Saved entries:
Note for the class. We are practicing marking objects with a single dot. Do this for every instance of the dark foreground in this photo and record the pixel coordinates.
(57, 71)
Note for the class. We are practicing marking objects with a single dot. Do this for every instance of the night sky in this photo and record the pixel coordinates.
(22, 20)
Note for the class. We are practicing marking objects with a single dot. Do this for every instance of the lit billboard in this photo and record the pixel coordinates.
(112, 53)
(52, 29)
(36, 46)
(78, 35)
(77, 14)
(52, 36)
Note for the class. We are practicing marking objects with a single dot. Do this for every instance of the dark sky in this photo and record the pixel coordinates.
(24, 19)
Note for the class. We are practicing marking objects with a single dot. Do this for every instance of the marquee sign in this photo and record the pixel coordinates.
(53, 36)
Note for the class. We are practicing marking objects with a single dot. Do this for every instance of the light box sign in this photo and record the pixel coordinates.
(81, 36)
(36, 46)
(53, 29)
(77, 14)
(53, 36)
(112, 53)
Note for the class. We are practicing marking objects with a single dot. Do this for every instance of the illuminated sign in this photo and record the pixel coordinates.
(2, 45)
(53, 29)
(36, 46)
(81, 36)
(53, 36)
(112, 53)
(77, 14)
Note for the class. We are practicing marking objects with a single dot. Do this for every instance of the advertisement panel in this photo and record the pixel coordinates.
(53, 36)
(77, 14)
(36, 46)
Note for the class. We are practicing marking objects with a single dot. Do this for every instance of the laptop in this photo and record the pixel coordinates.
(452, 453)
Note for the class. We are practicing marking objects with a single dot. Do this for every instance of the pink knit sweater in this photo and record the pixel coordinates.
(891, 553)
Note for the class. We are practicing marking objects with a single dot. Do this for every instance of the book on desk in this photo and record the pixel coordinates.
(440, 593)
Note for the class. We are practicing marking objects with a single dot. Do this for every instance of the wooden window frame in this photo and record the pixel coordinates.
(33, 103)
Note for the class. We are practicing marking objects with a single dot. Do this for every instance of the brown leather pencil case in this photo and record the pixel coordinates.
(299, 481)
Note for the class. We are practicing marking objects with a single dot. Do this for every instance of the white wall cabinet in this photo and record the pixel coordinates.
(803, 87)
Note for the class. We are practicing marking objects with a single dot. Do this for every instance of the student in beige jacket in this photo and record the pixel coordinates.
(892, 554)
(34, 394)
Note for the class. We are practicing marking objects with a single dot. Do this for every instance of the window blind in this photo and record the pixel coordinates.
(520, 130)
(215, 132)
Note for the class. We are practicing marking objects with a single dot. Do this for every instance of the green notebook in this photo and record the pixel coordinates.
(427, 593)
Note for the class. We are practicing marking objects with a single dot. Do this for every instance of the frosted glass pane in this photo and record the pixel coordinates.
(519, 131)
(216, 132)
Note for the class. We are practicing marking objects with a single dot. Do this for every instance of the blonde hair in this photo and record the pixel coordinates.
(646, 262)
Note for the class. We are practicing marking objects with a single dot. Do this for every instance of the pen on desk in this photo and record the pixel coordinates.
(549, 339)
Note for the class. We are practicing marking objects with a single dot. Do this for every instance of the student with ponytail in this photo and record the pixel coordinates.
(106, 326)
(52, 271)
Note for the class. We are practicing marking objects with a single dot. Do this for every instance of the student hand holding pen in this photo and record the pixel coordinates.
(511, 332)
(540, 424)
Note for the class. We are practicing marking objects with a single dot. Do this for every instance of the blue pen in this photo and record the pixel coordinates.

▶ _TASK INSTRUCTIONS_
Whatever is in the entries above, write it out exactly.

▶ _EXPECTED ANSWER_
Note for the class. We are practicing marking objects with a single dot. Do this for every instance of the dark foreground in this photo and record the pixel coordinates.
(57, 71)
Note for the class. We are practicing marking objects with a single dot. Do this for every instance of the night sky in this photo and record the pixel coordinates.
(22, 20)
Note for the class. We are practicing marking objects with a single dot. Do this for every instance of the lit billboard in this photo and record the pixel coordinates.
(112, 53)
(52, 29)
(36, 46)
(78, 35)
(77, 14)
(52, 36)
Note for the class. We are practicing marking objects with a single dot. Do this for every instance of the dark sky in this photo and record the pixel coordinates.
(24, 19)
Note for the class. We are practicing marking objects with a single dot. Do this for every instance of the marquee sign in this photo and record the pixel coordinates.
(53, 36)
Note for the class. We are practicing marking objects with a single dot. Do this for every instance of the light box sign in this photo and record the pixel coordinates.
(81, 36)
(36, 46)
(53, 29)
(77, 14)
(53, 36)
(112, 53)
Note for the class. We are practicing marking objects with a single dot. Do this for every instance of the illuminated sign in this photo and record the pixel coordinates.
(2, 45)
(53, 29)
(36, 46)
(81, 36)
(53, 36)
(112, 53)
(77, 14)
Note for the class. We are practicing marking objects with a single dot. Do this for every instance of the advertisement panel in this photo and record the pixel coordinates.
(53, 36)
(77, 14)
(36, 46)
Note for the class. We are practicing marking objects with a single dot. Do this for every instance of the laptop in this photo and record the pixel coordinates.
(452, 453)
Note for the class. We are practicing marking objects with a single dot. Do this for every instance of the pink knit sweater in this photo and record the pixel coordinates.
(891, 553)
Note for the class. We are practicing marking objects with a single dot. Do this for every instance of the book on desk in this photo and record the pixel coordinates.
(440, 593)
Note for the class. We are practicing marking objects with a single dot. Do this for every instance of the wooden window frame in this photo and record the pixel coordinates.
(33, 103)
Note for the class. We are practicing marking objects with a single dot. Do this for every instance of the brown leather pencil case in this photo and record the pixel coordinates.
(299, 481)
Note for the class. We are practicing marking objects with a single dot. Do this for every instance of the white wall cabinet in this photo and record the pixel coordinates.
(803, 87)
Note for the class. We are practicing marking objects with a single dot. Do this for every instance of the student in beige jacket in this photo and record the pixel coordinates.
(892, 554)
(34, 394)
Note for the class. We are practicing marking objects with a single dot. Do this for every instance of the window blind in this photo and record the pixel coordinates.
(520, 130)
(215, 132)
Note for the class. We are practicing marking objects with a single dot. Do this for every instance of the green notebook in this photo and record the pixel coordinates.
(427, 593)
Note for the class. We are practicing marking objects with a single dot. Do this for every instance of the frosted glass pane in this photo and record the pixel coordinates.
(519, 131)
(216, 132)
Note for the class. We are practicing marking objects with a single dot. Do this for every instance of the blonde hair in this photo and record the pixel coordinates.
(646, 262)
Note for the class. We are practicing marking objects with a single dot. Do this for every instance of the pen on desk in this photo and record the pixel coordinates.
(549, 339)
Note for the class. We are practicing marking objects with a single dot. Do this for every instance of the student with ponytail in this photo and record the pixel coordinates.
(106, 326)
(52, 271)
Note for the class. We are practicing marking objects with a single dot. Do this for every instance of the student hand holding pen in this photo and record the pixel coordinates.
(511, 332)
(540, 424)
Note for the class. We are practicing marking objects with a single dot. Do this for every instance of the blue pen in this photo and record the pixel coordinates.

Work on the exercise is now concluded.